What the exercise asks: Everything from the line with "of the woman's" down to the last line of the material below must be written out exactly. Leave out all other lines.
*** Begin section ***
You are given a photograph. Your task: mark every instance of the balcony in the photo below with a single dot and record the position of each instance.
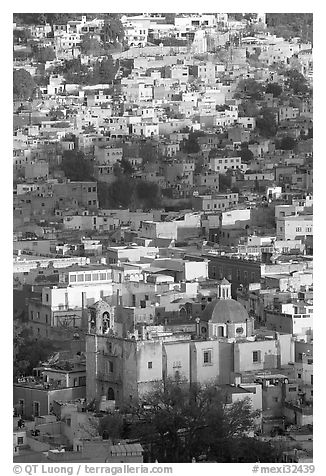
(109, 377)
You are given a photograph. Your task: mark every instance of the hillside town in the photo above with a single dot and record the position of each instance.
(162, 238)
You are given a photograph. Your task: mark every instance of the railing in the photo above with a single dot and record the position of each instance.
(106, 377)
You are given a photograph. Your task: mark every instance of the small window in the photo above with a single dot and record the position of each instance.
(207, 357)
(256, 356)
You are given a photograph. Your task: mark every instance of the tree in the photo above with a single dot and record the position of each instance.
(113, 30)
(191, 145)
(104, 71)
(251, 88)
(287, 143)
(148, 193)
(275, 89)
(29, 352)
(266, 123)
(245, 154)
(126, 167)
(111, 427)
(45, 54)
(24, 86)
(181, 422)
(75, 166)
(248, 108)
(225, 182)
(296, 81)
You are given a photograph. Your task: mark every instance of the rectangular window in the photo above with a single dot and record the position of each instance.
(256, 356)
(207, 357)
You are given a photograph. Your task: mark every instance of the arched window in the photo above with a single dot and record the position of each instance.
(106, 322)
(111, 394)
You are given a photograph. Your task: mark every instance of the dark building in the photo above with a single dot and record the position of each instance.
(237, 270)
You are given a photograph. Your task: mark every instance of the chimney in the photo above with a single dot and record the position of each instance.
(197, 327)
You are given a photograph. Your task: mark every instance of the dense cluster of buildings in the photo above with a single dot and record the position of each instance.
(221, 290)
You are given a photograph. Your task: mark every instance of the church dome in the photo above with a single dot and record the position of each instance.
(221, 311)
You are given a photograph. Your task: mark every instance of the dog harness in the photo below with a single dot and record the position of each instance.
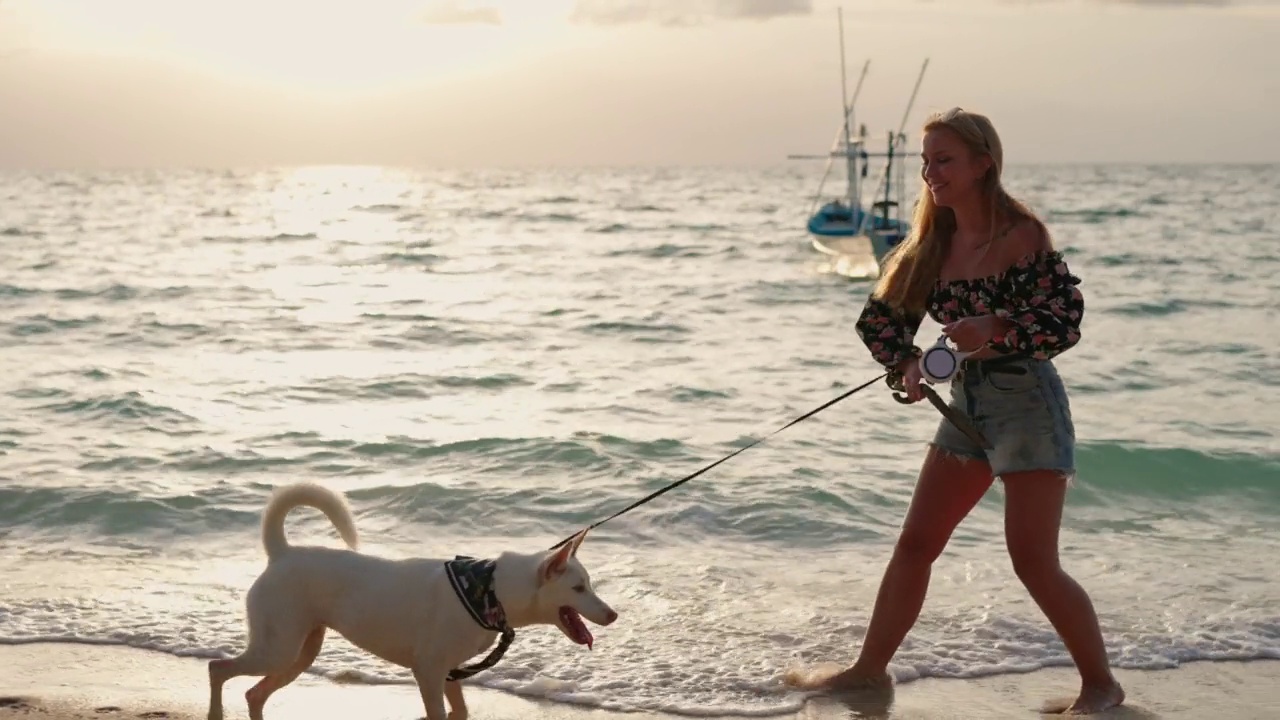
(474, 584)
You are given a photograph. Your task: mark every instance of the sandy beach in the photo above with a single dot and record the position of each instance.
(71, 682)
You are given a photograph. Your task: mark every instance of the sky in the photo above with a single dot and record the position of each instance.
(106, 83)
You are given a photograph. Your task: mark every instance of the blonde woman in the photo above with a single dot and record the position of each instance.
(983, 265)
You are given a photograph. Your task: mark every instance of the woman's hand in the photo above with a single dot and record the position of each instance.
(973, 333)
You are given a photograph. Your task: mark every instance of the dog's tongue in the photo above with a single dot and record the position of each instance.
*** End section ***
Task result:
You are given a photograph. Your task: mark every instance of the woman's hand in the photo above with a single dot and record the position of each instance.
(973, 333)
You are given a photograph. Your task: mark every instance of the dog's tongue in the photo above with a single dot and record the position of each instance.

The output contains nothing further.